INFORMATION SUPPLIED
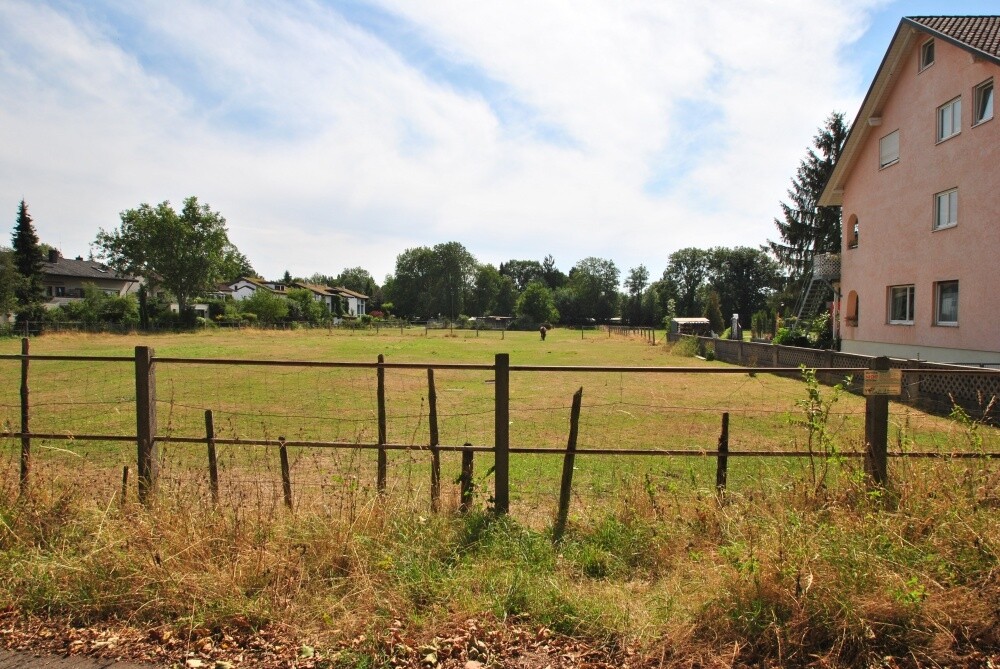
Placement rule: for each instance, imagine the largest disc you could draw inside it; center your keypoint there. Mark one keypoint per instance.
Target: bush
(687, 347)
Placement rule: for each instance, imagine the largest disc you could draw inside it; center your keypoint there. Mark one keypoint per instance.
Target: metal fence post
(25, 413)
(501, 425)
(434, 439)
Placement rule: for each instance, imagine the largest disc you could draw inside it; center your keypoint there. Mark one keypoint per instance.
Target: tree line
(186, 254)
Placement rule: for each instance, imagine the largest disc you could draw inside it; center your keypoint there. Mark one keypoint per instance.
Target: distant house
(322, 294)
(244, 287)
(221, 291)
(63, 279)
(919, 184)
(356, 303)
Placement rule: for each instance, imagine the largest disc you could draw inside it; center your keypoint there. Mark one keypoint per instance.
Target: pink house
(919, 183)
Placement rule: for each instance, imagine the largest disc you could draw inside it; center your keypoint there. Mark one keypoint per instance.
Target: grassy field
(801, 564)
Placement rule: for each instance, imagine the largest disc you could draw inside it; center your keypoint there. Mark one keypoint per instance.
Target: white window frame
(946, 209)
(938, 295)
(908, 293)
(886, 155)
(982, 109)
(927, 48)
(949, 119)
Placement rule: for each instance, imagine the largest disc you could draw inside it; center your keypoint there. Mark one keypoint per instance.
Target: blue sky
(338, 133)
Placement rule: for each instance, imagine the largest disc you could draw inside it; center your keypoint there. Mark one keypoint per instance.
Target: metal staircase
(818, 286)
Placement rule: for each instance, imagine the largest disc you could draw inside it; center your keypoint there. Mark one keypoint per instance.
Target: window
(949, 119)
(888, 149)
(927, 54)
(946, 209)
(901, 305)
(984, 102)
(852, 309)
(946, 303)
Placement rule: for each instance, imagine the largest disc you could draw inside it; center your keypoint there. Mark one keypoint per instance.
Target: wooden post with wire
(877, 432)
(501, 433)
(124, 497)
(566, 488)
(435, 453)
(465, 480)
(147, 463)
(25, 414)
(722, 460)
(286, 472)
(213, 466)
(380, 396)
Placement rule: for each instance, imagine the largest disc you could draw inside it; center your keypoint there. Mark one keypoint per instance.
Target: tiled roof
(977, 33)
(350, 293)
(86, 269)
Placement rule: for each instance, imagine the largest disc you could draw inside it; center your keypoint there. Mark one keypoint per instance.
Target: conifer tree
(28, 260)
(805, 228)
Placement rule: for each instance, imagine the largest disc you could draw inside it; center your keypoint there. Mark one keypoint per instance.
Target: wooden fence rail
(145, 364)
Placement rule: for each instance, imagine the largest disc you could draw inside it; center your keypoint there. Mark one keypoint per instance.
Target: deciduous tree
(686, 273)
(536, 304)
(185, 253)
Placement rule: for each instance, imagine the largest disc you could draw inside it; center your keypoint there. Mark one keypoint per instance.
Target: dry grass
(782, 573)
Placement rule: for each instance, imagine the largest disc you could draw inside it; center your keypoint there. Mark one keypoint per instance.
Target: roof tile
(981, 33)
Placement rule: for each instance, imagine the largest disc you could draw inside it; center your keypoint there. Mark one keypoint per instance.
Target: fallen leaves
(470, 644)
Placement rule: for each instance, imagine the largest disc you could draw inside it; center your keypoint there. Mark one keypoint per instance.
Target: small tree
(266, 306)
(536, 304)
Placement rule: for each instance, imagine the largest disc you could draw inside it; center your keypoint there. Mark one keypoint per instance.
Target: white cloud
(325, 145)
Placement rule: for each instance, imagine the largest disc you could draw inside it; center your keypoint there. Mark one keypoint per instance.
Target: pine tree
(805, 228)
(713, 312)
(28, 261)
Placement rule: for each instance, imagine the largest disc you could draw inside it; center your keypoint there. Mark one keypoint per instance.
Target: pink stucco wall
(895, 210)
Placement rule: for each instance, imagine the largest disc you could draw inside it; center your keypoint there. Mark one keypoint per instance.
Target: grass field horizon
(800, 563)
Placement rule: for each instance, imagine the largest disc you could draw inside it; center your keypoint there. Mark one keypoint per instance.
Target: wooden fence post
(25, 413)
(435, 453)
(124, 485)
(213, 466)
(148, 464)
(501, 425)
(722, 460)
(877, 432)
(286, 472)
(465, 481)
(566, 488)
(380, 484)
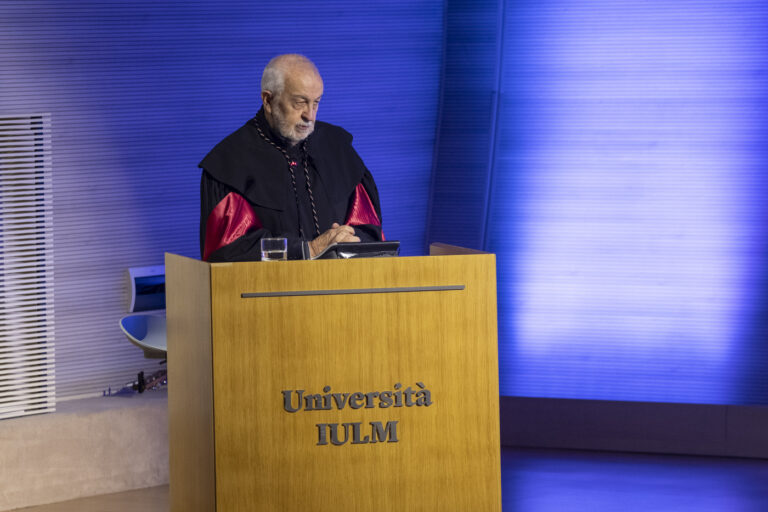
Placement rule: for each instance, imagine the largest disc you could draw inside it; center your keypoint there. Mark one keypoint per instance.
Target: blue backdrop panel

WORK REQUIRED
We ask that the entries above be copied exactly, with the pictures omitted.

WRITTEN ANSWER
Placement rule: for each instance, imagine the largest disc you could draw inside it; center your keypoint there. Mark one keypoint per instance.
Target: bush
(687, 347)
Placement rule: for each instance, imagine the largest disc you could draw inside it; center your keypoint there. Mark one keypoint per instance.
Target: metal fence post
(25, 413)
(501, 425)
(434, 439)
Placement rule: for each instance, imagine the largest disc you could draw inside it; center your keypoint there. Mark one keypoint per instance.
Target: tree line
(186, 254)
Placement rule: for each instance, imagine the largest disc you could draw inside it; center your keypoint there. Mark one keypoint per instance.
Target: distant house
(322, 294)
(244, 287)
(221, 291)
(63, 279)
(919, 184)
(356, 303)
Placement rule: for each instance, imagine the largest disc you could draw inside it; center your keypoint there. Mark one keypoint per instance.
Target: pink house
(919, 183)
Placement rule: for each instance, imagine the largest disc you could draw inside it; center your keypoint there. Mark one keypoint per instance.
Target: grassy field
(801, 564)
Placement rule: for each instance, imagine the largest disc you could draw inside it; center your keypoint there. Mark one keypoint per instance.
Target: white window frame
(946, 209)
(938, 295)
(908, 293)
(886, 155)
(982, 109)
(927, 48)
(949, 119)
Placement rule: for each instance, imagine the largest disc you could draw inside it; center your keypoint there. Mark one keypoint per instance.
Target: blue sky
(338, 133)
Placement rule: for each instance, imagine the largest disc you could draw inside it; center your keypoint there. Mark one keypoint per instance.
Target: metal staircase
(818, 286)
Placement rule: for each instance, imagine the largest disc you could draw inside it; center your keypoint there. Mark one keypoint per instance.
Target: window
(949, 119)
(888, 149)
(927, 54)
(946, 209)
(901, 305)
(984, 102)
(852, 309)
(946, 303)
Placement rule: for each instance, imagine the largest disc you could draw inside it; center your keypoint there. Mark one keypoint per instance.
Target: wooden post with wire
(877, 432)
(501, 433)
(124, 497)
(566, 488)
(435, 453)
(465, 480)
(147, 463)
(25, 414)
(722, 460)
(286, 472)
(213, 466)
(380, 396)
Placement rule: for each instance, imagine the largest disc you could draw inside it; center your keypoint there. Mark one keypoint per instance.
Target: tiled roof
(977, 33)
(350, 293)
(86, 269)
Placement rule: for each instance, imagine the largest disc you could draw inside it; center your keypoint there. Mark one keypoint per instance.
Target: conifer tree
(28, 260)
(805, 228)
Placement rule: for each instance, imagine the largest disc you could draw inside it; center your keypoint there. Mark one keypoint per instance.
Target: wooden fence rail
(145, 364)
Placement rule: for each instance, imagine the largest disc you could draw inside it; center your keypoint there. Mark one keypoint per instance.
Target: deciduous tree
(686, 273)
(536, 304)
(185, 253)
Placement rule: for each instance, imagine the largest disc you could draw inside it; center your keypoint there. Mark one keypoint per instance.
Target: dry grass
(782, 573)
Placement rule: for each instance, imagine the largest disc you could draw inside it; center your keypoint there. Mark one keypoint per instance.
Target: roof tile
(981, 33)
Placement rule: for each instance, imagine the largest disc you could draw inside it; center your keypoint there. Mark one keypoint per instance.
Target: fallen leaves
(470, 644)
Placement rule: for each instance, imagine the largest disc you could draw inside it; center your keypoint there. Mark one keypoint per instance.
Target: small tree
(266, 306)
(536, 304)
Placement rule: for each instance, imagine the largest disc you could draw inside it; center your keypoint there. Mark one keypoint per instance.
Target: white cloud
(325, 145)
Placement rule: for each instance, imagine the largest disc you could draw inside it; center your keypoint there. Mark one keypoint per instance.
Target: pine tree
(805, 228)
(713, 312)
(28, 261)
Placement rule: for each instance, imagine the largest disc you could draw inside it; center your keypoint there. Mark one keypoint per instance.
Target: pink stucco wall
(895, 210)
Placement rule: for each instance, imagine the largest disc you could draw inside it; center your keypoint there. Mark one keypoint per instance.
Target: grass field horizon
(800, 563)
Placement rule: for each instance, imagine the largest disc you could draw inside it; center your keypoint there. Mark one keypoint per instance.
Target: wooden fence post
(25, 413)
(435, 453)
(124, 485)
(213, 466)
(148, 464)
(501, 425)
(722, 460)
(877, 432)
(286, 472)
(465, 481)
(566, 488)
(380, 484)
Placement rule: for each instance, imagine the largest disc you could draw inside it; center your keypoint there. Mark one keypoint per instance.
Target: blue backdrop panel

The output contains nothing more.